### Arbeitsaufträge
[A] Worum handelte es sich laut dem Textauszug über die Stasi bei dem verdächtigen Zettel der Sekretärin?
[B] Schreibe den Textauszug über die Stasi im Anschluss an seinen letzten Satz weiter.

### Textauszug
Hans-Georg Maaßen im Visier: Zersetzung
Geheimdienstarbeit gegen Oppositionelle
von Christian Paulwitz drucken
In den 90er Jahren habe ich einmal die Leipziger Außenstelle des Stasi-Unterlagen-Archivs besucht. Sehr eindrucksvoll war der Gang durch die Räume mit Schränken voller Karteikarten. Um das System der Stasi zu illustrieren, wurden bei der Führung Anekdoten der Bespitzelung erzählt, die sich in den Dokumenten der Karteien niederschlugen. So wurde der Zettel einer Sekretärin vorgezeigt, der dank eines aufmerksamen sozialistischen Mitarbeiters und wachsamen Kämpfers für den Antifaschismus von ihrem Schreibtisch aus den Weg zur Staatssicherheit fand. Da der Zettel in einer individuellen stenografischen Schreibweise abgefasst war, konnte er nicht auf Anhieb entschlüsselt werden, was das beobachtete Objekt um so verdächtiger machte. Daher benötigte der Apparat weitere Erkenntnisse, um sich vor möglichen konterrevolutionären Umtrieben zu schützen, und beobachtete fortan entsprechend die Zielperson und ihr Umfeld. Einmal in Tätigkeit versetzt, war der paranoide Apparat kaum noch zurückzunehmen, selbst als sich die Indizien zunehmend erhärteten, dass es sich bei dem verdächtigen Zettel um die stichpunktartige Niederschrift eines Kochrezepts gehandelt hatte.

### Datensatz

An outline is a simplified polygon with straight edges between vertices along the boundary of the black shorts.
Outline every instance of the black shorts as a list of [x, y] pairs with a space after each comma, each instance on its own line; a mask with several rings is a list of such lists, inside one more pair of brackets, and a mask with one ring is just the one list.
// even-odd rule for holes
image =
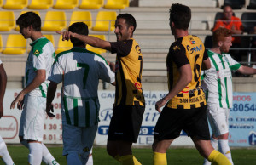
[[118, 105], [113, 108], [108, 140], [136, 143], [143, 122], [145, 106]]
[[210, 133], [207, 117], [207, 106], [193, 109], [172, 109], [166, 106], [154, 128], [154, 139], [174, 139], [182, 130], [188, 136], [209, 140]]

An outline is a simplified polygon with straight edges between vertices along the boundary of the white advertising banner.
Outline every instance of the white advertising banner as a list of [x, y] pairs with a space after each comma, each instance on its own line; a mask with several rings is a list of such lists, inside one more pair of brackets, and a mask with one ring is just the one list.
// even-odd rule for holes
[[[21, 89], [7, 89], [5, 93], [3, 107], [4, 117], [0, 119], [0, 135], [6, 143], [20, 143], [19, 126], [21, 110], [10, 110], [11, 101]], [[146, 110], [143, 121], [136, 145], [151, 145], [153, 143], [153, 132], [160, 113], [154, 110], [157, 100], [162, 98], [166, 93], [164, 91], [144, 91], [146, 100]], [[101, 90], [98, 92], [101, 109], [99, 128], [96, 137], [96, 145], [106, 145], [108, 126], [113, 114], [112, 107], [114, 101], [114, 91]], [[62, 124], [61, 115], [61, 90], [57, 90], [53, 105], [55, 107], [55, 117], [51, 118], [45, 115], [44, 143], [44, 144], [62, 144]], [[43, 124], [43, 123], [42, 123]], [[173, 145], [193, 145], [190, 138], [182, 133], [181, 137], [174, 140]]]

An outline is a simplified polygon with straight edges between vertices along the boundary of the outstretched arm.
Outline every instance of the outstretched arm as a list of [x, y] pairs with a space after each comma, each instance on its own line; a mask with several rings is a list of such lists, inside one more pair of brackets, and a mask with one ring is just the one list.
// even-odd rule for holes
[[256, 74], [256, 69], [248, 67], [248, 66], [245, 66], [245, 65], [241, 65], [238, 70], [238, 72], [244, 74], [244, 75], [253, 75]]
[[46, 78], [46, 71], [45, 70], [38, 70], [36, 71], [36, 77], [32, 80], [32, 82], [27, 85], [15, 99], [15, 100], [11, 103], [10, 109], [14, 109], [16, 103], [17, 103], [17, 108], [19, 110], [23, 109], [23, 100], [24, 96], [32, 91], [33, 89], [37, 88], [45, 81]]
[[73, 33], [71, 31], [56, 31], [58, 34], [62, 35], [62, 40], [69, 40], [71, 37], [77, 38], [86, 44], [91, 45], [93, 47], [100, 48], [102, 49], [111, 51], [110, 43], [105, 40], [102, 40], [92, 36], [84, 36], [81, 34]]
[[0, 65], [0, 118], [3, 116], [3, 96], [6, 88], [7, 76], [3, 64]]

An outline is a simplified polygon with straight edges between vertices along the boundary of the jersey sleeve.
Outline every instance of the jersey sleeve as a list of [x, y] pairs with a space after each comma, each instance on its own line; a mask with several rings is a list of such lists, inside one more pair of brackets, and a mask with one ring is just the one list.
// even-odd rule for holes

### Die Antworten
[A] Um die stichpunktartige Niederschrift eines Kochrezepts.

[B]
Im folgenden Jahrzehnt kam mir so manches Mal der Gedanke, wie wohl die Staatssicherheit gearbeitet hätte, wenn sie die Möglichkeiten der modernen Datenverarbeitung in einem fortgeschritteneren Zustand zur Verfügung gehabt hätte. Eine Kartei mit einzelnen Karteikarten zu durchsuchen, um mögliche Verbindungen zwischen unterschiedlichen Verdächtigen der Verschwörung des faschistischen Imperialismus gegen den Sieg des Sozialismus zu ermitteln, die noch nicht bekannt sind, ist eine ganz andere Nummer als eine elektronische Datenbank nach Stichwörtern zu durchsuchen, trotz einer dank Internet, sozialer Medien und Erfassung privater oder behördlicher Handlungen unendlich viel größeren Datenbasis. Ganz zu schweigen von den sich heute erst entwickelnden Möglichkeiten der Künstlichen Intelligenz.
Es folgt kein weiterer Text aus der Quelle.